--- THE INPUT ---

# # # # # # #

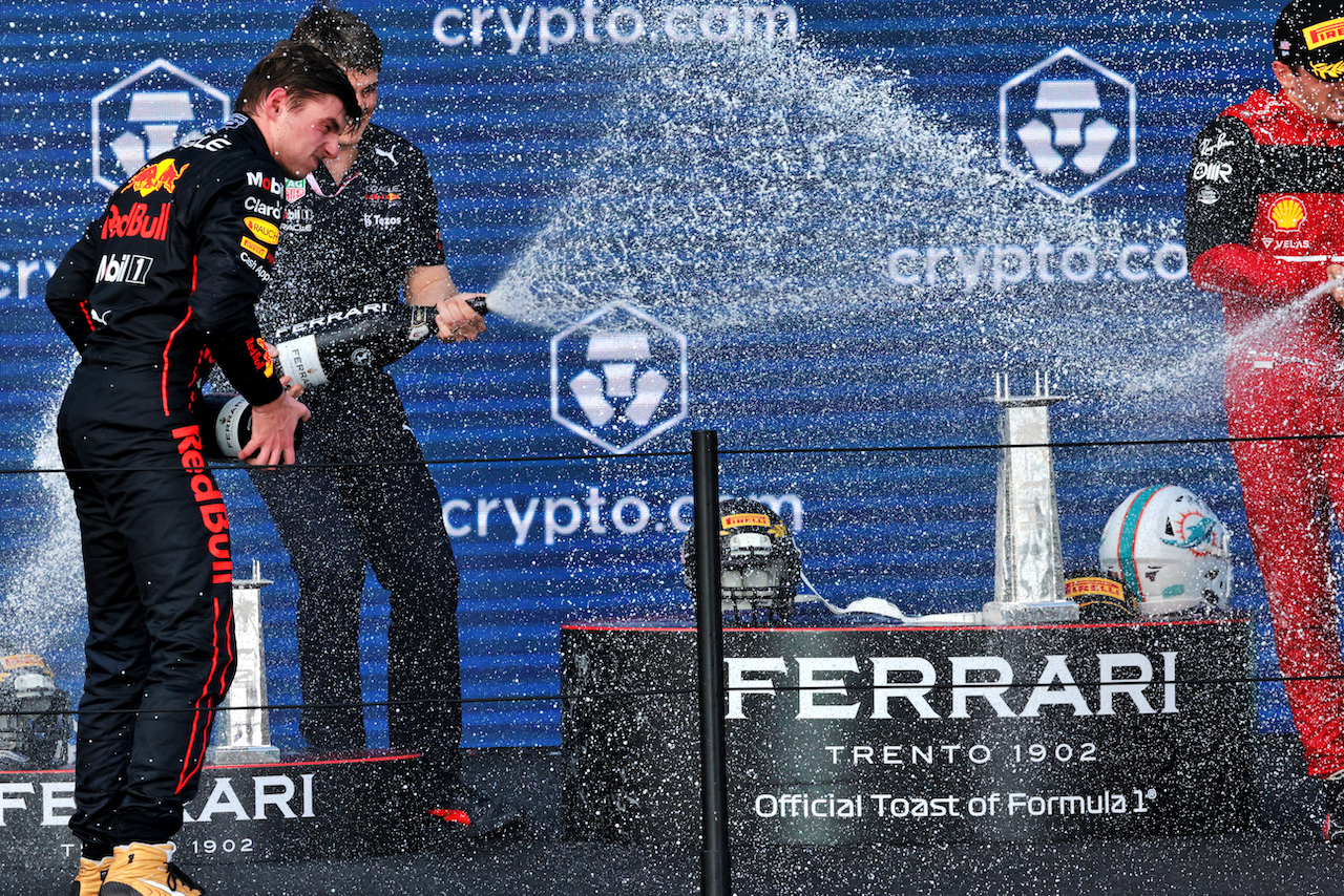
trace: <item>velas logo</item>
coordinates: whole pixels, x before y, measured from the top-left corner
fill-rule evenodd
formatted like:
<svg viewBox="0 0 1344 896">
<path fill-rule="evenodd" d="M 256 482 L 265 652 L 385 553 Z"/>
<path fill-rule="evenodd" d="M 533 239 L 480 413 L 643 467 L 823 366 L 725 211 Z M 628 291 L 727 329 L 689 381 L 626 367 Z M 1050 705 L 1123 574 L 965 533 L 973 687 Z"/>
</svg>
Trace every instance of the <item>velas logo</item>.
<svg viewBox="0 0 1344 896">
<path fill-rule="evenodd" d="M 228 118 L 226 94 L 156 59 L 93 99 L 93 179 L 108 189 Z"/>
<path fill-rule="evenodd" d="M 999 90 L 999 163 L 1066 203 L 1137 163 L 1134 85 L 1064 47 Z"/>
<path fill-rule="evenodd" d="M 1320 21 L 1302 28 L 1302 36 L 1306 38 L 1308 50 L 1316 50 L 1317 47 L 1344 40 L 1344 19 L 1331 19 L 1329 21 Z"/>
<path fill-rule="evenodd" d="M 183 172 L 188 168 L 191 168 L 191 163 L 177 168 L 176 160 L 164 159 L 163 161 L 155 163 L 153 165 L 145 165 L 137 171 L 121 189 L 122 192 L 134 189 L 141 196 L 148 196 L 149 193 L 160 189 L 171 193 L 177 189 L 177 179 L 181 177 Z"/>
<path fill-rule="evenodd" d="M 1296 196 L 1284 196 L 1269 210 L 1274 230 L 1297 230 L 1306 219 L 1306 207 Z"/>
</svg>

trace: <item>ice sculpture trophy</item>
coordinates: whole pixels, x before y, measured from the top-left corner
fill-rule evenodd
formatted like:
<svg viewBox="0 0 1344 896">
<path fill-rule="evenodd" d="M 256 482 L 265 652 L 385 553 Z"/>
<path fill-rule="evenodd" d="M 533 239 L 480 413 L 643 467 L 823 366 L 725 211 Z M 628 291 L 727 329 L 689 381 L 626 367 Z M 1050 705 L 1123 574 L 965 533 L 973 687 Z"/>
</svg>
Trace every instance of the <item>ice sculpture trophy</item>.
<svg viewBox="0 0 1344 896">
<path fill-rule="evenodd" d="M 212 766 L 254 766 L 280 762 L 270 744 L 266 708 L 266 646 L 261 633 L 261 563 L 253 560 L 251 579 L 234 579 L 234 631 L 238 669 L 215 716 L 215 744 L 207 762 Z"/>
<path fill-rule="evenodd" d="M 1036 394 L 1015 396 L 1008 375 L 995 375 L 993 402 L 1003 408 L 999 501 L 995 520 L 995 599 L 986 625 L 1074 622 L 1078 604 L 1064 598 L 1055 465 L 1050 449 L 1050 375 L 1036 373 Z"/>
</svg>

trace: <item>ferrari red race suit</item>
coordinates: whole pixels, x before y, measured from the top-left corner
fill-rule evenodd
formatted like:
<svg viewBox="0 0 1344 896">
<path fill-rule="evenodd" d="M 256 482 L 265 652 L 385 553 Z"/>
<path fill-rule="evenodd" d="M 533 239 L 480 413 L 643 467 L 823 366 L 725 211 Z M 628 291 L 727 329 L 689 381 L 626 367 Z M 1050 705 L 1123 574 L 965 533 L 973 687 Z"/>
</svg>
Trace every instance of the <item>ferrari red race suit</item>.
<svg viewBox="0 0 1344 896">
<path fill-rule="evenodd" d="M 71 830 L 85 856 L 169 840 L 234 669 L 223 497 L 192 414 L 218 361 L 282 392 L 254 304 L 284 172 L 246 117 L 152 159 L 66 254 L 47 305 L 81 360 L 56 420 L 89 599 Z"/>
<path fill-rule="evenodd" d="M 1195 142 L 1185 249 L 1191 279 L 1223 300 L 1227 429 L 1251 544 L 1308 771 L 1329 776 L 1344 770 L 1329 549 L 1331 509 L 1344 520 L 1344 441 L 1282 437 L 1344 433 L 1341 312 L 1310 294 L 1344 262 L 1344 126 L 1265 90 L 1226 109 Z"/>
</svg>

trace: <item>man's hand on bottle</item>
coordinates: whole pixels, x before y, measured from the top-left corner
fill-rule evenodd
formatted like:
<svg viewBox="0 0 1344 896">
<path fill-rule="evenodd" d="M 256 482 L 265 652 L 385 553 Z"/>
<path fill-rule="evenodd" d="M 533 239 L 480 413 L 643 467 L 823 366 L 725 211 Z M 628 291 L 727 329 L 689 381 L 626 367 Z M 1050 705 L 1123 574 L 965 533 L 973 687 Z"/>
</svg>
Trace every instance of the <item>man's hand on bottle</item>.
<svg viewBox="0 0 1344 896">
<path fill-rule="evenodd" d="M 309 416 L 308 407 L 289 392 L 274 402 L 253 406 L 253 437 L 238 453 L 238 459 L 266 467 L 293 463 L 294 427 Z"/>
<path fill-rule="evenodd" d="M 468 302 L 469 298 L 485 298 L 485 293 L 456 293 L 437 302 L 438 339 L 444 343 L 470 341 L 485 332 L 485 318 Z"/>
</svg>

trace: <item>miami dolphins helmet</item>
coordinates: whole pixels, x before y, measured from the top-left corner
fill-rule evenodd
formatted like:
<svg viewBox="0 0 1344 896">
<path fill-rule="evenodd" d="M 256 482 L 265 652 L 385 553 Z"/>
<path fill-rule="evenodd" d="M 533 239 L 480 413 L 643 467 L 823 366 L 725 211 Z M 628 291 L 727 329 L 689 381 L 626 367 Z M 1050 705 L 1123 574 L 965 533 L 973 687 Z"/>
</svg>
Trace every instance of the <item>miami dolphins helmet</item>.
<svg viewBox="0 0 1344 896">
<path fill-rule="evenodd" d="M 750 498 L 719 502 L 719 587 L 737 625 L 782 625 L 802 582 L 798 545 L 774 510 Z M 695 529 L 681 543 L 681 580 L 695 594 Z"/>
<path fill-rule="evenodd" d="M 1110 514 L 1101 567 L 1138 596 L 1140 615 L 1226 610 L 1232 590 L 1227 527 L 1179 485 L 1138 489 Z"/>
</svg>

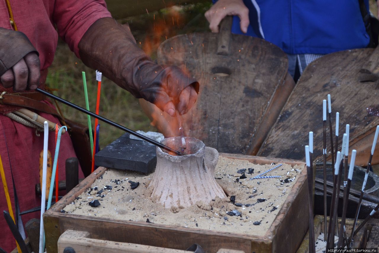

# # # # # # #

--- GOAL ---
Edit the stretch from the line containing "trace: <item>miami dolphins helmet</item>" through the end of the records by changing "top-left corner" to "upper-left corner" and leaving everything else as it is. Return only those lines, without the pictures.

--- FINISHED ANSWER ---
trace: <item>miami dolphins helmet</item>
coordinates: whole pixels, x before y, measured from the upper-left corner
fill-rule evenodd
formatted like:
<svg viewBox="0 0 1344 896">
<path fill-rule="evenodd" d="M 256 482 L 265 652 L 385 553 Z"/>
<path fill-rule="evenodd" d="M 533 239 L 480 413 L 643 467 L 823 366 L 725 211 Z M 628 291 L 727 329 L 689 381 L 626 367 Z M 1050 705 L 1123 574 L 965 533 L 973 687 Z"/>
</svg>
Trace every instance of the <item>miami dolphins helmet</item>.
<svg viewBox="0 0 1344 896">
<path fill-rule="evenodd" d="M 750 498 L 719 502 L 719 587 L 737 625 L 782 625 L 802 582 L 798 545 L 774 510 Z M 695 529 L 681 543 L 681 580 L 695 594 Z"/>
<path fill-rule="evenodd" d="M 1110 514 L 1101 567 L 1138 596 L 1140 615 L 1226 610 L 1232 590 L 1227 527 L 1179 485 L 1138 489 Z"/>
</svg>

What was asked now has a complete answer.